What the exercise asks. Reproduce the lines from the one holding "such as [79,460]." to the end of the entries. Include both ends and change nothing.

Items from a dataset
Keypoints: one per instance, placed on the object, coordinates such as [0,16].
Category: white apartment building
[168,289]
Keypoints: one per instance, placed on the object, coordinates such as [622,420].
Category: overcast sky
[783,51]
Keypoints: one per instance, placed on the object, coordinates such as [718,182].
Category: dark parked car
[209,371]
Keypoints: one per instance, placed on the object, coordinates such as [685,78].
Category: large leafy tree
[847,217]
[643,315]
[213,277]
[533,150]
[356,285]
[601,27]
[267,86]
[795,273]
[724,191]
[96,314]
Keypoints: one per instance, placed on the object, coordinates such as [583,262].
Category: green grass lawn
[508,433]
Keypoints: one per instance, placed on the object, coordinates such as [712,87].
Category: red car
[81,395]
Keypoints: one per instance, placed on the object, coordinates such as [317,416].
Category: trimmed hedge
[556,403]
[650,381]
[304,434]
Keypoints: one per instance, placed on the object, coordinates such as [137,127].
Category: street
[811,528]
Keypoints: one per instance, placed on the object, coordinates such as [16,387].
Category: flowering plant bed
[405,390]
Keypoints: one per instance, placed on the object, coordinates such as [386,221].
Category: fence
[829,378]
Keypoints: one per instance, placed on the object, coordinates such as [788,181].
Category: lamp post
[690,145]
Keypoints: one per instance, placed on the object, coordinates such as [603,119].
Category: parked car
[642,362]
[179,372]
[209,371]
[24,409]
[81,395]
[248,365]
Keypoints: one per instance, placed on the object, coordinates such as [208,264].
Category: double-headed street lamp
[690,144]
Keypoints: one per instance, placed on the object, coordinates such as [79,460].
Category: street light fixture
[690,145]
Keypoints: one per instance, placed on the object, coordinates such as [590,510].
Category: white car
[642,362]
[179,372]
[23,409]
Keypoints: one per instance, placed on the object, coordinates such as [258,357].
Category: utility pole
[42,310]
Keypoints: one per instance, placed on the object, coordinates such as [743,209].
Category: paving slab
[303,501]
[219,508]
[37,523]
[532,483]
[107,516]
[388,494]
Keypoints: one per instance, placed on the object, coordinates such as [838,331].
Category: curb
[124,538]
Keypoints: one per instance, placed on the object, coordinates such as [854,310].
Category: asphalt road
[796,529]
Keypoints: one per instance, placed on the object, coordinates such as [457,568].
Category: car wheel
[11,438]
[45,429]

Expected answer.
Keypoints: one per instance, placed on the object, coordinates such as [79,460].
Category: street light fixture
[690,145]
Keypoints: one per instance, placed on the object, coordinates such as [590,510].
Category: white car
[642,362]
[179,372]
[23,409]
Keypoints: one per instance, placed on the object, coordinates such as [258,357].
Category: utility pole
[42,310]
Keypoints: one per instance, placed on the object, coordinates such as [743,209].
Category: paving slab
[303,501]
[219,508]
[37,523]
[532,483]
[107,516]
[388,494]
Keypoints: one per instance, placed on the object, coordinates such as [838,331].
Category: curb
[124,538]
Keypoints: one per instance, placed on the object, coordinates such as [854,310].
Category: asphalt road
[796,529]
Keypoints: one per instance, placed on the object, coordinates such as [457,568].
Category: car wheel
[11,438]
[45,429]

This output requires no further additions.